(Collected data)
=-=-=
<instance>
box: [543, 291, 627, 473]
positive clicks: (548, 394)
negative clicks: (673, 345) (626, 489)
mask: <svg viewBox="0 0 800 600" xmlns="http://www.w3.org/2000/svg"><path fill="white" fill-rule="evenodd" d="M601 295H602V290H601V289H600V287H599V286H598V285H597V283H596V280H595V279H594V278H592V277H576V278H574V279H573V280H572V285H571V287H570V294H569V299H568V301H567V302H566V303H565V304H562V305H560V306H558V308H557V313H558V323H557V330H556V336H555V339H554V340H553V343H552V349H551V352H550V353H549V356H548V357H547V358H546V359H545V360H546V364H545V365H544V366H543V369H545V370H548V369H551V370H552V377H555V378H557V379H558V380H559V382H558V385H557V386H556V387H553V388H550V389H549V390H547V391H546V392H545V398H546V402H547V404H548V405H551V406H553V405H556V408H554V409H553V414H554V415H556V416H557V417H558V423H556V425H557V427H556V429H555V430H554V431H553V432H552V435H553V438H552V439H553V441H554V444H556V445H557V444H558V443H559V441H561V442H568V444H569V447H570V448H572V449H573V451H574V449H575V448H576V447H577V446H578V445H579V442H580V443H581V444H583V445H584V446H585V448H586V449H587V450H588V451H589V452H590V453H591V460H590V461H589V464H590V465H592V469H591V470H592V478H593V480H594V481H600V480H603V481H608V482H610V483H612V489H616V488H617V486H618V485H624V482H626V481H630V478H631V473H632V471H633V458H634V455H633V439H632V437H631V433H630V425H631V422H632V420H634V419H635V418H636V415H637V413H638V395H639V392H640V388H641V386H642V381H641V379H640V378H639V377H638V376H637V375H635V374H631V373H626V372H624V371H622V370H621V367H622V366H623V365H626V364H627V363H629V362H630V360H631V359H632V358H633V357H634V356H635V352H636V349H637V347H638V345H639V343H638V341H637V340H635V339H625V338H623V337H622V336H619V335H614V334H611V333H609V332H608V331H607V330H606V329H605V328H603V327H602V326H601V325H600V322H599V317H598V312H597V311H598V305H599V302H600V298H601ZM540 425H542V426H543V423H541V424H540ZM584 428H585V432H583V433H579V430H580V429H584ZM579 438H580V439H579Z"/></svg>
=-=-=
### What is required
Can you update the data so that "negative clicks" becomes "background clicks" everywhere it occurs, with nothing else altered?

### Result of this task
<instance>
box: [543, 291, 627, 473]
positive clicks: (548, 394)
background clicks: (673, 345) (626, 489)
mask: <svg viewBox="0 0 800 600" xmlns="http://www.w3.org/2000/svg"><path fill="white" fill-rule="evenodd" d="M601 295H602V290H601V289H600V287H599V286H598V285H597V283H596V280H595V279H594V278H592V277H576V278H574V279H573V280H572V285H571V287H570V294H569V299H568V301H567V302H566V303H565V304H562V305H560V306H558V308H557V313H558V323H557V330H556V336H555V339H554V340H553V343H552V349H551V352H550V353H549V356H548V357H547V358H546V359H545V360H546V364H545V365H544V366H543V369H545V370H548V369H551V370H552V377H555V378H557V379H558V380H559V382H558V385H557V386H556V387H553V388H550V389H549V390H547V391H546V392H545V398H546V402H547V404H548V405H551V406H553V405H556V408H554V409H553V414H554V415H556V416H557V417H558V423H556V425H557V427H556V429H555V430H554V431H553V432H552V435H553V438H552V439H553V441H554V444H556V445H557V444H558V443H559V441H561V442H568V444H569V447H570V448H572V449H573V451H574V449H575V448H576V447H577V446H578V445H579V442H580V443H581V444H583V445H584V446H585V448H586V449H587V450H588V451H589V452H590V453H591V460H590V461H589V464H590V465H592V469H591V470H592V478H593V480H594V481H600V480H603V481H608V482H610V483H612V489H616V488H617V486H618V485H624V482H626V481H630V478H631V473H632V471H633V458H634V455H633V439H632V437H631V433H630V425H631V422H632V420H634V419H635V418H636V415H637V413H638V395H639V392H640V388H641V386H642V381H641V379H640V378H639V377H638V376H637V375H635V374H631V373H626V372H624V371H622V370H621V367H622V366H623V365H626V364H627V363H629V362H630V360H631V359H632V358H633V357H634V356H635V352H636V349H637V347H638V345H639V343H638V341H637V340H635V339H625V338H623V337H622V336H619V335H614V334H611V333H609V332H608V331H607V330H606V329H605V328H603V327H602V326H601V325H600V322H599V317H598V312H597V311H598V305H599V302H600V298H601ZM540 425H542V426H543V423H541V424H540ZM584 428H585V432H583V433H579V430H580V429H584ZM579 438H580V439H579Z"/></svg>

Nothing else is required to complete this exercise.